◆ Aim of the exercise ◆
Rewrite the material that follows with every "plaza" changed to "square" and nothing else altered. Leave the pictures out of your answer.

◆ Exercise material ◆
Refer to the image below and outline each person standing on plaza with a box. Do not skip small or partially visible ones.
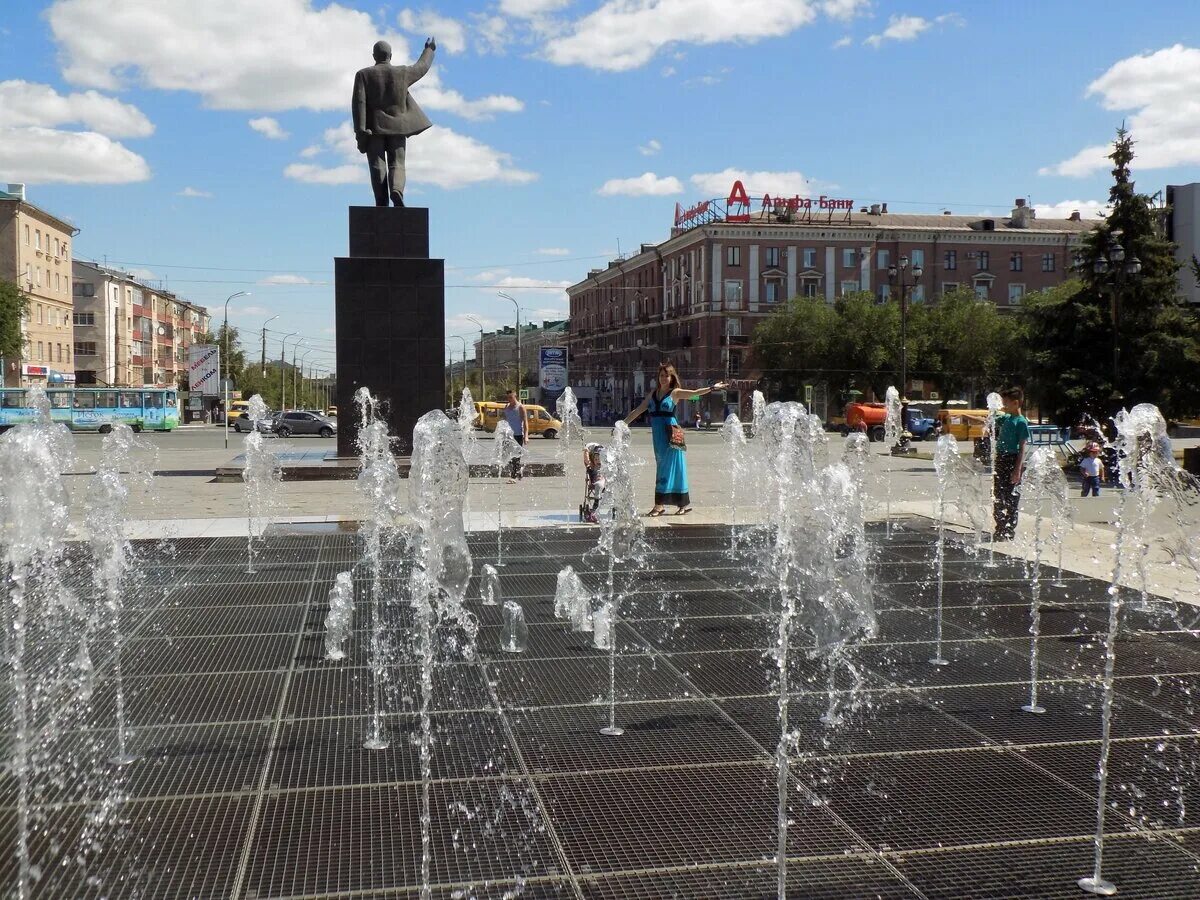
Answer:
[504,391,529,485]
[992,388,1030,541]
[625,362,725,516]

◆ Full output ◆
Refer to the image below and outline each person standing on square with a box. Do not skip small or partially visible ones.
Answer:
[504,391,529,485]
[992,388,1030,541]
[625,362,725,516]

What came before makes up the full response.